Sin embargo, a la parca, tan presente y eliminada de la foto feliz de la sociedade moderna, la ha sacado a la palestra el coronavirus para demostrar malas formas de morir, por si faltaban en esta era Valdemar, donde tantos viejos mueren en vida –pero mientras no se les detenga el corazón, generan pasta–. Y lo de el guiño a Poe es porque esos morideros equivalen a meterse en vena una sesión de mesmerismo.
También ha regalado una nueva gestión del tiempo, aunque ojalá seamos mejores que los políticos para organizar la defensa en el día a día. El negocio de la muerte, suculento, se ha higienizado y ahora anuncian cementerios ecológicos donde depositar tus cenizas a un módico precio o te hacen un traje de hongos para regresar deprisa a la madre tierra (tal fue la última voluntad del actor Luke Perry).
Si Joyce entregó al mundo su ‘Ulises’, Koum y Acton culminaron, con Zuckerberg y otros apellidos de roedor exótico, el fin de la inviolabilidad de las conversaciones. La literatura se ha reducido, como en el medievo, cuando el mester de clerecía y el de juglaría acumulaban el saber y, aunque se publique más que nunca, con mucho material dan ganas de encender una hoguera.
Se intentan difuminar los géneros mientras Sean Connery se hace eterno sin haberse depilado el pecho un solo día y buscamos, ahora que Dios ha muerto o, según cuenta la novela gráfica ‘Predicador’, ha dejado el mando a un puñado de ángeles cocainómanos, existen otras certezas donde no cabe el paraíso del cielo. De epicúreos hemos pasado a consumistas, ojo. A la espiritualidad la concentran las respiraciones del yoga y se aboga por el satisfyer antes que enseñar a los amantes a conocer sus respectivos cuerpos que, de ordinario, tienen más aplicaciones que ese chisme.

* Entradas proporcionadas *
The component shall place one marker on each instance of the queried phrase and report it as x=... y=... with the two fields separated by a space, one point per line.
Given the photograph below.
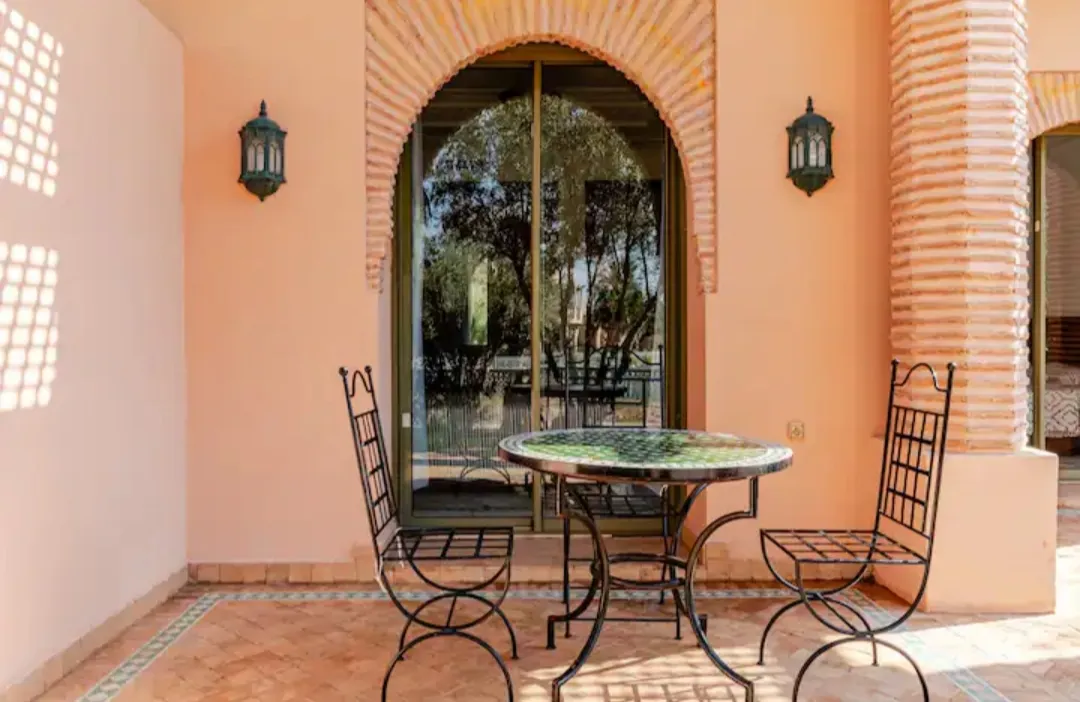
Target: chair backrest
x=599 y=413
x=370 y=457
x=914 y=454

* Actividades *
1. Enumera, en el orden en que aparecen, todas las personas reales nombradas en el fragmento.
2. ¿Cuál fue la última voluntad del actor Luke Perry, según el fragmento?

* Soluciones *
1. Poe, Luke Perry, Joyce, Koum, Acton, Zuckerberg y Sean Connery.

2. Que le hicieran un traje de hongos para regresar deprisa a la madre tierra.